— Start —

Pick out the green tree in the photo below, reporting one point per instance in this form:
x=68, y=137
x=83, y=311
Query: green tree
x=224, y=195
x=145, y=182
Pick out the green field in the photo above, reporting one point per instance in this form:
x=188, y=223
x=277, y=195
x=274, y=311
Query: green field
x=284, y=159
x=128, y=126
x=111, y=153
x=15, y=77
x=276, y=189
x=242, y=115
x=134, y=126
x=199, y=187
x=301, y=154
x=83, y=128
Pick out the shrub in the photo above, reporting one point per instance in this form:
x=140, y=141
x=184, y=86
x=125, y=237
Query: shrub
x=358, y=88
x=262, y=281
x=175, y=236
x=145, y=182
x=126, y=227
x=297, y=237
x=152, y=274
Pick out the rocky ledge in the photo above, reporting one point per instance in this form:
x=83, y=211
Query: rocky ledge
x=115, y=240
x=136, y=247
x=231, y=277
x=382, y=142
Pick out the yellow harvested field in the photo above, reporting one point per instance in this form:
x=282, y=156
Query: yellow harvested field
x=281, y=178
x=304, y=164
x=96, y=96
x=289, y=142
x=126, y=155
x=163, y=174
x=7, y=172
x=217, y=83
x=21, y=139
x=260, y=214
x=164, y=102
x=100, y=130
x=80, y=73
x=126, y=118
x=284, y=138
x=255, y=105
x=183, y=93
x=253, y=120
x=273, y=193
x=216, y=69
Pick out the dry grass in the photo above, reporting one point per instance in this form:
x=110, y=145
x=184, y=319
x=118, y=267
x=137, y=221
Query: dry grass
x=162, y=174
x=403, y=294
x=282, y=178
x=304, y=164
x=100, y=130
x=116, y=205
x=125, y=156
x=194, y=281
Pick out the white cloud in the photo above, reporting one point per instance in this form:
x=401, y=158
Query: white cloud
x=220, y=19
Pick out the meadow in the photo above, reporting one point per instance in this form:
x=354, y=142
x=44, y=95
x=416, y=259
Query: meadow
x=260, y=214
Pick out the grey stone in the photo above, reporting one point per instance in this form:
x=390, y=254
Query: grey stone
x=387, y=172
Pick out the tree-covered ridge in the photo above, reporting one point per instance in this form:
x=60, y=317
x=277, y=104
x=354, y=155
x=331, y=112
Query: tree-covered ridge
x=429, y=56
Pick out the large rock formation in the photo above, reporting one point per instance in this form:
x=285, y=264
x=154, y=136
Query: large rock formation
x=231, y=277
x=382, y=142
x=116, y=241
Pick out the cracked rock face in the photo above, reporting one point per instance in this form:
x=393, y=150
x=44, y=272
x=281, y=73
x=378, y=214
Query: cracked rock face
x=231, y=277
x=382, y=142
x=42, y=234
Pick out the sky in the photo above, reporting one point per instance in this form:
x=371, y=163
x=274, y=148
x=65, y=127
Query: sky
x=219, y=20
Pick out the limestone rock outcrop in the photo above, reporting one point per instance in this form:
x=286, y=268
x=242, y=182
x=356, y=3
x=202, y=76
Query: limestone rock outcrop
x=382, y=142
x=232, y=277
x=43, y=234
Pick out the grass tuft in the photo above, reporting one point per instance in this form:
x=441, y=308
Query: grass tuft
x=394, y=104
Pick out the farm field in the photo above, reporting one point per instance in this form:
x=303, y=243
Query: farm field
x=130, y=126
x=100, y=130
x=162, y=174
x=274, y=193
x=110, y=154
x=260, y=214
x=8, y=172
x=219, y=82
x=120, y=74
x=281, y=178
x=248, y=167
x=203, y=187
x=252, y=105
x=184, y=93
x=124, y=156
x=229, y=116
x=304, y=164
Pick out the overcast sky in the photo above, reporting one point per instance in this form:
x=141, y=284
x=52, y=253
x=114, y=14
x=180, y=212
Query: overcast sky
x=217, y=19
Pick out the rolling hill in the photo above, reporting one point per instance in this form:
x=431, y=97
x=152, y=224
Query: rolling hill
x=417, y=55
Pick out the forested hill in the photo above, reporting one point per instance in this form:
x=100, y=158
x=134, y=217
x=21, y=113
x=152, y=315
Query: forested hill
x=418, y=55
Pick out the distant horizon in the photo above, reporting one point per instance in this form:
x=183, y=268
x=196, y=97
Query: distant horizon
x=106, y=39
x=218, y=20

— End —

THE PROBLEM
Each line above must be printed exactly as it appears.

OUTPUT OF THE EXERCISE
Pick out the green tree in the photo below, reporting one point per instance in this form:
x=68, y=137
x=83, y=311
Query: green tree
x=224, y=195
x=145, y=182
Pick out the green field in the photo above, reporting one point per instance in this form:
x=188, y=223
x=277, y=195
x=274, y=311
Query: green field
x=284, y=159
x=128, y=126
x=111, y=153
x=15, y=77
x=276, y=189
x=242, y=115
x=134, y=126
x=199, y=187
x=301, y=154
x=83, y=128
Pick out the shrub in the photo above, reporting one point per instance in this form:
x=140, y=141
x=184, y=86
x=125, y=237
Query: shrub
x=358, y=88
x=262, y=281
x=175, y=236
x=145, y=182
x=126, y=227
x=297, y=237
x=152, y=274
Pick out the rocky ledge in the photo above, reporting one point per instance in this form:
x=83, y=211
Query: rocky ledge
x=115, y=240
x=136, y=247
x=231, y=277
x=382, y=142
Pick out the yellow harvested field in the photo above, reporting one point per instance in this form:
x=282, y=156
Query: yellow harvested field
x=281, y=178
x=304, y=164
x=96, y=96
x=289, y=142
x=126, y=155
x=163, y=174
x=7, y=172
x=217, y=83
x=21, y=139
x=260, y=214
x=164, y=102
x=100, y=130
x=80, y=73
x=126, y=118
x=284, y=138
x=255, y=105
x=183, y=93
x=253, y=120
x=273, y=193
x=216, y=69
Pick out the dry grass in the photo above, reporting one point per instance in this form:
x=110, y=145
x=184, y=319
x=118, y=267
x=137, y=221
Query: dry grass
x=162, y=174
x=403, y=294
x=282, y=178
x=304, y=164
x=100, y=130
x=116, y=205
x=125, y=156
x=194, y=281
Pick out the white cloud in the photo above, reporting one point per instance in this form:
x=401, y=158
Query: white cloud
x=220, y=19
Pick out the meadow in the photo above, reporting one point per instance in this form:
x=354, y=142
x=44, y=95
x=416, y=259
Query: meadow
x=260, y=214
Pick out the grey stone in the photo above, reporting one point per instance in this form:
x=390, y=254
Query: grey stone
x=387, y=172
Pick out the tree-covered ridge in the photo above, reporting one point per instance in this form:
x=60, y=317
x=277, y=104
x=354, y=155
x=331, y=112
Query: tree-covered ridge
x=429, y=56
Pick out the large rock formation in the photo above, reporting one point per instance in this form:
x=285, y=264
x=154, y=136
Query: large rock formation
x=231, y=277
x=382, y=142
x=116, y=241
Pick out the cracked rock face in the photo above, reporting one point per instance in this form:
x=393, y=150
x=44, y=272
x=281, y=73
x=378, y=214
Query: cracked rock face
x=231, y=277
x=382, y=142
x=42, y=234
Pick out the sky in the photo above, reporting one point per instance in this form:
x=371, y=163
x=274, y=148
x=65, y=127
Query: sky
x=219, y=20
Pick out the limestone rock outcrop in the photo above, reporting one point per instance in this form:
x=286, y=268
x=242, y=182
x=356, y=3
x=202, y=76
Query: limestone rock outcrop
x=382, y=142
x=232, y=277
x=43, y=234
Pick out the grass tuft in the photo above, reporting one point per instance in this form:
x=441, y=308
Query: grass tuft
x=394, y=104
Pick out the farm field in the photo above, reporting one point per instance in this form:
x=303, y=243
Query: farm field
x=130, y=126
x=100, y=130
x=162, y=174
x=274, y=193
x=110, y=154
x=260, y=214
x=8, y=172
x=219, y=82
x=120, y=74
x=281, y=178
x=248, y=167
x=203, y=187
x=252, y=105
x=184, y=93
x=124, y=156
x=229, y=116
x=304, y=164
Pick out the overcast sky in the photo above, reporting one point per instance in this form:
x=141, y=284
x=52, y=253
x=114, y=14
x=180, y=212
Query: overcast sky
x=217, y=19
Pick out the rolling hill in the photo above, reporting one point per instance in this form:
x=431, y=97
x=152, y=224
Query: rolling hill
x=417, y=55
Pick out the forested hill in the photo above, reporting one point per instance in this form:
x=100, y=158
x=134, y=217
x=21, y=113
x=152, y=315
Query: forested hill
x=418, y=55
Pick out the distant horizon in the photo above, reporting one point per instance in this form:
x=183, y=268
x=196, y=97
Query: distant horizon
x=106, y=39
x=218, y=20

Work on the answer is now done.